---------- Passage for review ----------

Every person who has not yet met their child has a broad set of possibilities they imagine for that child. One thing that happens with infertility is that the time for imagining is longer than it is for most — many of my fertile friends had less than a year from pulling the goalie to holding a baby in their arms, and my knocked-up cousins didn’t even get the lead time to think about pulling the goalie. I had two and a half decades to fantasize about my potential someday children, then seven years to imagine my “when they hell are they going to get here?” children. During those seven years, my imagination covered every possibility — good and bad. Mostly good long-term possibilities, but plenty of bad pregnancy and infant possibilities thanks to the shattering of my rose-colored glasses by infertility.
And so, as much as I have wanted to know the sexes of these babies, as the time approached I also realized that the information would constrain my world of possibilities forever. Two boys would mean that I might never get to experience parenting a daughter. Two girls would mean that the first and middle names we selected years ago in honor of my husband’s grandfathers could forever go unused. One boy and one girl would mean that my twins might not enjoy the same closeness that I’ve witnessed in many same-sex twins — and that this would probably be my last (and only successful) pregnancy (knock on wood), because with one of each we would probably never try to conceive again.
Yes, I know, cry me a river. I realize that these are not actual problems. But possibility is sometimes the only thing an infertile can cling to, and contrary to what I imagined would happen for all of those years, setting aside possibility to embrace reality can be a difficult leap to make.
Those were my thoughts leading up to the scan, anyway. And once I learned the reality? Ecstatic. Unequivocally beaming. Anticipation is a mindfuck, but the reality was as exciting as I’d imagined. Unlike my husband, who adamantly has no gender preference, once I learned one sex I was totally rooting that the next baby would be the opposite sex. I know that rooting doesn’t change the DNA that was put into motion over 100 days ago, but in my head I was rooting. Rooting like a cheerleader. A nauseous cheerleader with her belly hanging out and covered with goo.
Oh, you want to know the sexes? See the photos? Okay, since you’ve come this far.
Baby A, my…
…son! The ultrasound technician and MFM doctor both had full confidence. The circle on his chest is Baby B’s head, but they’re not actually crammed together, yet.
Baby B, my…
…probably daughter! 90% sure. She was a little modest and wouldn’t spread-eagle like her brother, but after staring at her crotch extensively and patiently waiting for her to shift, everyone thinks she is very likely a girl. It’s sure enough that I can start decorating the nursery, but uncertain enough that we have ammunition to try to persuade my mother-in-law to put off scouring the garage sales for any more baby items that I didn’t want in the first place. Unfortunately I think we’ve already lost that battle. We can look forward to her bursting into tears many more times over our rejection of the
junktreasure she has unearthed, but between learning the babies’ sexes and starting pottery, today I am in too good a mood to care.

----------

> [Problems to work on]
A) Reproduce everything in the twins post from "Those were my" down to "covered with goo.", word for word.
B) According to the twins post, why is the uncertainty about Baby B's sex useful to the writer?

---------- Source material ----------

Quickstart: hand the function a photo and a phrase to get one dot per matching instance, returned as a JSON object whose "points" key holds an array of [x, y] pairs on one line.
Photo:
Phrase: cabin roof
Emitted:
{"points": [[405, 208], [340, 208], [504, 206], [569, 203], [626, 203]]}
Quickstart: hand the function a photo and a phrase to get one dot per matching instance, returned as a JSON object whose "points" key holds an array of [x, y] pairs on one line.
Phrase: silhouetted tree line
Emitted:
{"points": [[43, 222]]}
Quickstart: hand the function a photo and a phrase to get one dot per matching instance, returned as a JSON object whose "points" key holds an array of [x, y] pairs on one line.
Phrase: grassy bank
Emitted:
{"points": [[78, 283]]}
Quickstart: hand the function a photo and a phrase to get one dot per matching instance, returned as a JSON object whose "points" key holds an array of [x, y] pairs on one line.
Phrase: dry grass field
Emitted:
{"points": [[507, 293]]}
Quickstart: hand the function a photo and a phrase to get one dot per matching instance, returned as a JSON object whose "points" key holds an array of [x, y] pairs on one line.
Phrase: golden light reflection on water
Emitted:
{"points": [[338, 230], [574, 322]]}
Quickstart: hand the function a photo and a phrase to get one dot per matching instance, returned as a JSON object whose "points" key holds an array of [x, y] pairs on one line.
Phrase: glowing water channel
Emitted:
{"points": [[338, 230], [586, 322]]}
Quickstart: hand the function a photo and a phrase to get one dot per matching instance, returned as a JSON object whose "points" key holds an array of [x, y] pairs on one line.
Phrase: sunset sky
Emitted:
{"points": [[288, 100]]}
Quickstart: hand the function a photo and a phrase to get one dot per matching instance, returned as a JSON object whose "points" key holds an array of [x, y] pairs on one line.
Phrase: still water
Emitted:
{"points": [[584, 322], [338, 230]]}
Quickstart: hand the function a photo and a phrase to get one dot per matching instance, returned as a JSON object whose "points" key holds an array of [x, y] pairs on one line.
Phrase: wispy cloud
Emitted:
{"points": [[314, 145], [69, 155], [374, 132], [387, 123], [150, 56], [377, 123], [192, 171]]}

----------

> [Task responses]
A)
Those were my thoughts leading up to the scan, anyway. And once I learned the reality? Ecstatic. Unequivocally beaming. Anticipation is a mindfuck, but the reality was as exciting as I’d imagined. Unlike my husband, who adamantly has no gender preference, once I learned one sex I was totally rooting that the next baby would be the opposite sex. I know that rooting doesn’t change the DNA that was put into motion over 100 days ago, but in my head I was rooting. Rooting like a cheerleader. A nauseous cheerleader with her belly hanging out and covered with goo.

B) The result is sure enough that the writer can start decorating the nursery. It is also uncertain enough to give the couple grounds to try to persuade the writer's mother-in-law to stop scouring garage sales for more baby items the writer never wanted.